DATA: Begin

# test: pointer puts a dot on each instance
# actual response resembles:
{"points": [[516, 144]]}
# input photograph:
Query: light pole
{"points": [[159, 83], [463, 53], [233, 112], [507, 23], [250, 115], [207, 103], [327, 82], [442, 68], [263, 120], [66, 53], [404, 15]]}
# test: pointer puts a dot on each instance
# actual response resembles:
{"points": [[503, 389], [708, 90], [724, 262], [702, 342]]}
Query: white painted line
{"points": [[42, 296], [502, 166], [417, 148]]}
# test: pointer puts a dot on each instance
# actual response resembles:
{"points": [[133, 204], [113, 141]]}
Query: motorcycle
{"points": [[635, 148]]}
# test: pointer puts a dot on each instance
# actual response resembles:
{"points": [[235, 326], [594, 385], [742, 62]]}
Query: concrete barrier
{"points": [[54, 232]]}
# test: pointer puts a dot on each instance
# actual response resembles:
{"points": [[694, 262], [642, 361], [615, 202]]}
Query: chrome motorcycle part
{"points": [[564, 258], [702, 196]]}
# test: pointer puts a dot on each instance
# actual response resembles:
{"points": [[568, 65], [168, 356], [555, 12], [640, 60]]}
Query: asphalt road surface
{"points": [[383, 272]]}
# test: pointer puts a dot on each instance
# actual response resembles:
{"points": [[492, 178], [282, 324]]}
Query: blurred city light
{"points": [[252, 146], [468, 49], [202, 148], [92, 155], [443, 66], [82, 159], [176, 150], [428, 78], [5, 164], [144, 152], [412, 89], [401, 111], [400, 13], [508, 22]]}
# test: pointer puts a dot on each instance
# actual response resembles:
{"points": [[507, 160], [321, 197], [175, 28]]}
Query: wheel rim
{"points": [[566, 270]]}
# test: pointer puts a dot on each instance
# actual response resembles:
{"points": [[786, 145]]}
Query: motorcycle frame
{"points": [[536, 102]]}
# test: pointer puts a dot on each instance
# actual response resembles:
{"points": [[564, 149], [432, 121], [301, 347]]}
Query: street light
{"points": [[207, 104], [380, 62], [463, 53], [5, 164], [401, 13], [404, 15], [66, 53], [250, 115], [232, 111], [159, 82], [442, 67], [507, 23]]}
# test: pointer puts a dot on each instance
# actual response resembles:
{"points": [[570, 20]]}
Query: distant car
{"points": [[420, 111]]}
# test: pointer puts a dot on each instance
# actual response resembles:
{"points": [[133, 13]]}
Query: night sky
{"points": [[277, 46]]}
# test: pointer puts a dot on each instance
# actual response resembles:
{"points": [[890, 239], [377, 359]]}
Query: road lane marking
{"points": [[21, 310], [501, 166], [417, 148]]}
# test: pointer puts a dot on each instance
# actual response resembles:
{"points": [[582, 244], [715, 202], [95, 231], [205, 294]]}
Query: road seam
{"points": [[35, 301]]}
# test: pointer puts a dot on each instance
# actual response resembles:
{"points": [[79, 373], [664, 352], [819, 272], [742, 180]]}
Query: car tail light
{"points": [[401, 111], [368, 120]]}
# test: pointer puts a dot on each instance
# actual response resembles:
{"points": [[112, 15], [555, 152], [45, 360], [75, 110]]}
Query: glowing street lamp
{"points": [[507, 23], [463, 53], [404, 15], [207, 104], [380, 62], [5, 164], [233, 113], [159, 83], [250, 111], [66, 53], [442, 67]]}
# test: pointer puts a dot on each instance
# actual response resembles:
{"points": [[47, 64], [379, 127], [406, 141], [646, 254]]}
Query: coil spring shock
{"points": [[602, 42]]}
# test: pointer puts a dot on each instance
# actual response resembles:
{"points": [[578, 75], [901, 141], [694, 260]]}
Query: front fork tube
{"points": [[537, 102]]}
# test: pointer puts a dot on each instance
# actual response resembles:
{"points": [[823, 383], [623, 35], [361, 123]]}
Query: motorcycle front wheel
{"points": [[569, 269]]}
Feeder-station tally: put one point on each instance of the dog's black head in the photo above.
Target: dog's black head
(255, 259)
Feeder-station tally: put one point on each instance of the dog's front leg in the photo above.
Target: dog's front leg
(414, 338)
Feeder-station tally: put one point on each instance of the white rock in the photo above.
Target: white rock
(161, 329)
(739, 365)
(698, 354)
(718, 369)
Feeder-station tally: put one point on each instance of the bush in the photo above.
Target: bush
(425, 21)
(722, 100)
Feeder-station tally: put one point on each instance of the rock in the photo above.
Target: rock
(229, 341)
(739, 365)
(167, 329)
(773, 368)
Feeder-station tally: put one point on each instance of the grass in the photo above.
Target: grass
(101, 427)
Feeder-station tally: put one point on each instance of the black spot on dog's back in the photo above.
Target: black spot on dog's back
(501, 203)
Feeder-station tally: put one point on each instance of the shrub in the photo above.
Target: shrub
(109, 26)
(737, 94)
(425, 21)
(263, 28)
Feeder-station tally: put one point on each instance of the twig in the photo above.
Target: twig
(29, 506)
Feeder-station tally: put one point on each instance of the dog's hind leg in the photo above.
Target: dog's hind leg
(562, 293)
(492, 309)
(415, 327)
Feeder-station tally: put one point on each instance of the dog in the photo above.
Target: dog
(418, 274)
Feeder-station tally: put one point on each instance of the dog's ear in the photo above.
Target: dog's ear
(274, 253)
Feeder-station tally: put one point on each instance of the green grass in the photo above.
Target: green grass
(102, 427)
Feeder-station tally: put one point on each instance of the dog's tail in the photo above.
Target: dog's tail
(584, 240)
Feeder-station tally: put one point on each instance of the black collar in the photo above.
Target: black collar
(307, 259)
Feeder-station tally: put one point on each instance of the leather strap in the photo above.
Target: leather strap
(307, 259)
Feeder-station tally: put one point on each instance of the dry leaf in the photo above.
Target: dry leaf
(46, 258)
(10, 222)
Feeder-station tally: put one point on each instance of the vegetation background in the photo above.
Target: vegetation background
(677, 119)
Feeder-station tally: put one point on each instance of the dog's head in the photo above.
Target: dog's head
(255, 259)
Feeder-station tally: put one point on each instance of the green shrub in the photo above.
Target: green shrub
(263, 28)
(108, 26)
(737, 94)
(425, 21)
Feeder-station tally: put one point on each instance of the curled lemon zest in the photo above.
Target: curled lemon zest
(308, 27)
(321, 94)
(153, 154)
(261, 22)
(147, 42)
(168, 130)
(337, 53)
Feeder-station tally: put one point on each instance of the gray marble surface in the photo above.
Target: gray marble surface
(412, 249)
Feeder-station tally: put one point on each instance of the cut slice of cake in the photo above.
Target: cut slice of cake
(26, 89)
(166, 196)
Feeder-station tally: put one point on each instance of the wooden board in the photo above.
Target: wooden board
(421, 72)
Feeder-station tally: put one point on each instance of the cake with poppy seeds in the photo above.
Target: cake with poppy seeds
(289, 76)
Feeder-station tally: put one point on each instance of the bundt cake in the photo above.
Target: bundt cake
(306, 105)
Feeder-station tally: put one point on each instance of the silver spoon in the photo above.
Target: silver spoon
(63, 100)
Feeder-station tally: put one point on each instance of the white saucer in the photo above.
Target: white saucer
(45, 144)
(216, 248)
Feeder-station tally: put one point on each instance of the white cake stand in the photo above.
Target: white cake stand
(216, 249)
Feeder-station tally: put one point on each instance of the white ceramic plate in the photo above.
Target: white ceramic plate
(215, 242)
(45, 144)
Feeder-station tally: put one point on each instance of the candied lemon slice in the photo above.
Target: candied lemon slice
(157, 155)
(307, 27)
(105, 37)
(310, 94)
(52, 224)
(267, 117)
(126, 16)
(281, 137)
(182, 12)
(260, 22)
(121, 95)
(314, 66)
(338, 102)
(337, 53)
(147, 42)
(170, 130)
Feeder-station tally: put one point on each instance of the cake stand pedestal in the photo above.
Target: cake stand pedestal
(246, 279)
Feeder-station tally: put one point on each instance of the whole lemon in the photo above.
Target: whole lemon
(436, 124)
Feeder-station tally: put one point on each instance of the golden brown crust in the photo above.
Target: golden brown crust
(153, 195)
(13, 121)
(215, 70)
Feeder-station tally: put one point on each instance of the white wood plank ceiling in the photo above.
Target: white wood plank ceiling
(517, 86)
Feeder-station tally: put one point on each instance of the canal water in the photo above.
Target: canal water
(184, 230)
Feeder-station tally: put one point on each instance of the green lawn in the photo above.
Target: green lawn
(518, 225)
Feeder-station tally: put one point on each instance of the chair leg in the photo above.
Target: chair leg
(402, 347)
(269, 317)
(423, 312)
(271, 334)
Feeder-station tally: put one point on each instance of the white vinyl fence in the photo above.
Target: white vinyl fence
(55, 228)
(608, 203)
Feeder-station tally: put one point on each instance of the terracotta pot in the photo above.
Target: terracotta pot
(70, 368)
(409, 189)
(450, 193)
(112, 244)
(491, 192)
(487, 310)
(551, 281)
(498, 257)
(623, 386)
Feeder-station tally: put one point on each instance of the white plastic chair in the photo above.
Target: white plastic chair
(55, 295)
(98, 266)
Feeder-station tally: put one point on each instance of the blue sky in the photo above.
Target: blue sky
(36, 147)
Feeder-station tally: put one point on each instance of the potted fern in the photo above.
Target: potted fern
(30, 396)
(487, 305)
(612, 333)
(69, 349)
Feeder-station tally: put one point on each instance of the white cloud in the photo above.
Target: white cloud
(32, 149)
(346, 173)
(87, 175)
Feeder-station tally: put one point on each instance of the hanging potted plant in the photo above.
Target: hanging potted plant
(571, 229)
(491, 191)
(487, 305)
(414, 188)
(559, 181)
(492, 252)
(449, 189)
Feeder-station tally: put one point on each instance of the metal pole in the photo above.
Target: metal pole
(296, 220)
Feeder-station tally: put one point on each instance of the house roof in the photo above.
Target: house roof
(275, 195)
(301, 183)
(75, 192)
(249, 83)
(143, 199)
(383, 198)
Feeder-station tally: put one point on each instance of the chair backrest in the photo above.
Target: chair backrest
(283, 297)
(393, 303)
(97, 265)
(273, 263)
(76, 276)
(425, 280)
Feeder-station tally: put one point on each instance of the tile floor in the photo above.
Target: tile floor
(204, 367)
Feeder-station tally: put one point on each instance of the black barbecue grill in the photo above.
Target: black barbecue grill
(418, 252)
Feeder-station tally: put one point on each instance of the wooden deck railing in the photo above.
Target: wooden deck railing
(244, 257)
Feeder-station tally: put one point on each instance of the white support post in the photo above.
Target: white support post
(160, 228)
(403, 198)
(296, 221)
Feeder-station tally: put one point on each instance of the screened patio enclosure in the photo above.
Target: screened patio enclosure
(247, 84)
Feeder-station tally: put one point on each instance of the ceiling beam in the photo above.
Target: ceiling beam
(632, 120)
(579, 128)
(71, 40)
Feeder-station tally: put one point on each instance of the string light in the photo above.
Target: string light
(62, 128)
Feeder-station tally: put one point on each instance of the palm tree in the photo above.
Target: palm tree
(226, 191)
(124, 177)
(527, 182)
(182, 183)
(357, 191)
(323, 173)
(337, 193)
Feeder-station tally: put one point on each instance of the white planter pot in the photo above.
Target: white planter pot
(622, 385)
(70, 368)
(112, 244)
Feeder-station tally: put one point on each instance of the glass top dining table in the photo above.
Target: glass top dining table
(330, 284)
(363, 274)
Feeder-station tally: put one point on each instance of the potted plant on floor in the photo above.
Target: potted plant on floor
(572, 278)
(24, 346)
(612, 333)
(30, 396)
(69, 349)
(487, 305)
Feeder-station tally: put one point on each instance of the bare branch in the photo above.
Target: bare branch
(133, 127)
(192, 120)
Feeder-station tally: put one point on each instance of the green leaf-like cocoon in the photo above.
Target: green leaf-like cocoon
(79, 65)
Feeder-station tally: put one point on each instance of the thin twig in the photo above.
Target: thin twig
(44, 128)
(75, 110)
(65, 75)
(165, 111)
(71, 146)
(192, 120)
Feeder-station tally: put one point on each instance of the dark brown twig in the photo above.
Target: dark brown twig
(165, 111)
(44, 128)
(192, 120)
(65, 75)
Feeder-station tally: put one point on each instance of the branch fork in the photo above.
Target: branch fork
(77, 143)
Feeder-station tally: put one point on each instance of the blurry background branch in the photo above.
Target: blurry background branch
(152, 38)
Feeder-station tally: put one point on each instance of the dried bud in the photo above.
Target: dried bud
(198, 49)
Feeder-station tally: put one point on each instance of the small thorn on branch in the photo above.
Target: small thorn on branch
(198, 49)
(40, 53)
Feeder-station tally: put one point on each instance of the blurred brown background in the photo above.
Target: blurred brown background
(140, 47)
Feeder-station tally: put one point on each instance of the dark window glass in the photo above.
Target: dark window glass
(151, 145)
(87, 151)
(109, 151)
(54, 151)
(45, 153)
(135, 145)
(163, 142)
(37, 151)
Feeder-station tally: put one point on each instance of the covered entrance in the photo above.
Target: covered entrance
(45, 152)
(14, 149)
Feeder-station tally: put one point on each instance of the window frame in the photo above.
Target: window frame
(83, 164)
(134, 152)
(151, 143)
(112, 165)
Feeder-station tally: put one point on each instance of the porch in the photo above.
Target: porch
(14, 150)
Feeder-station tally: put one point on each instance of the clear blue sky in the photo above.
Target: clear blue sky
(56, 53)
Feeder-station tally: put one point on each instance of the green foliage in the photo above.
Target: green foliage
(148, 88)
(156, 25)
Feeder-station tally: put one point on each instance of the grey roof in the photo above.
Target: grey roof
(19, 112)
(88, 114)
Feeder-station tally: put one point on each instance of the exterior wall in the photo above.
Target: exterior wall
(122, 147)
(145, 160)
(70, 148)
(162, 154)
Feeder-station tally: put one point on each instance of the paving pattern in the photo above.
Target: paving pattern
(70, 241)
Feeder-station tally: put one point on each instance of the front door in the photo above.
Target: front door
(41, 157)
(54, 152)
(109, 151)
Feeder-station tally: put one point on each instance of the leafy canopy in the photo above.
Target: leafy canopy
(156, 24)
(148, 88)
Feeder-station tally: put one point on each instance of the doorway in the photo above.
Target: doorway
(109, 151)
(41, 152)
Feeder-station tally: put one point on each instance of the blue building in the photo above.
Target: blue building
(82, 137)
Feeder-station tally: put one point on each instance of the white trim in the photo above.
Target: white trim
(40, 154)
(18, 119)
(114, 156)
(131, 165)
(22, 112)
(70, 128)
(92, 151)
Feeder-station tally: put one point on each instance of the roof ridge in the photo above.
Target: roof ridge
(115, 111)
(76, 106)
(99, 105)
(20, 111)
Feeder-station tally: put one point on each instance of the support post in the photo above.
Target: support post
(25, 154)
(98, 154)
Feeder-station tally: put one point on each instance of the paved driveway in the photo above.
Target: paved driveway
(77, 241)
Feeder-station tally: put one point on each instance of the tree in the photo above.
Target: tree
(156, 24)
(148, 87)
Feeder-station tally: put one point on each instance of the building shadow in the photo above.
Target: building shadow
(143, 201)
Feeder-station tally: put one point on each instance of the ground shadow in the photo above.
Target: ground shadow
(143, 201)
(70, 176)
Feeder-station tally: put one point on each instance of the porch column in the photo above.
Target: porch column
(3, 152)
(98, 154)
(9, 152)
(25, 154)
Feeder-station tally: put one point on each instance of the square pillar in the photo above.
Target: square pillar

DATA: End

**WORK TASK**
Proceeding from the line containing "Target: white rock" through the line containing "back in the photo above.", transcribe the lines above exactly, both end lines included.

**SOLVED EXERCISE**
Target: white rock
(161, 329)
(739, 365)
(698, 354)
(718, 369)
Feeder-station tally: put one point on each instance of the bush in the photo above.
Target: bush
(425, 21)
(722, 100)
Feeder-station tally: put one point on each instance of the rock in the photo above.
Target: rock
(229, 341)
(739, 365)
(167, 329)
(773, 368)
Feeder-station tally: put one point on each instance of the grass in the photo above.
Target: grass
(101, 427)
Feeder-station tally: put one point on each instance of the black spot on dog's back in the photo above.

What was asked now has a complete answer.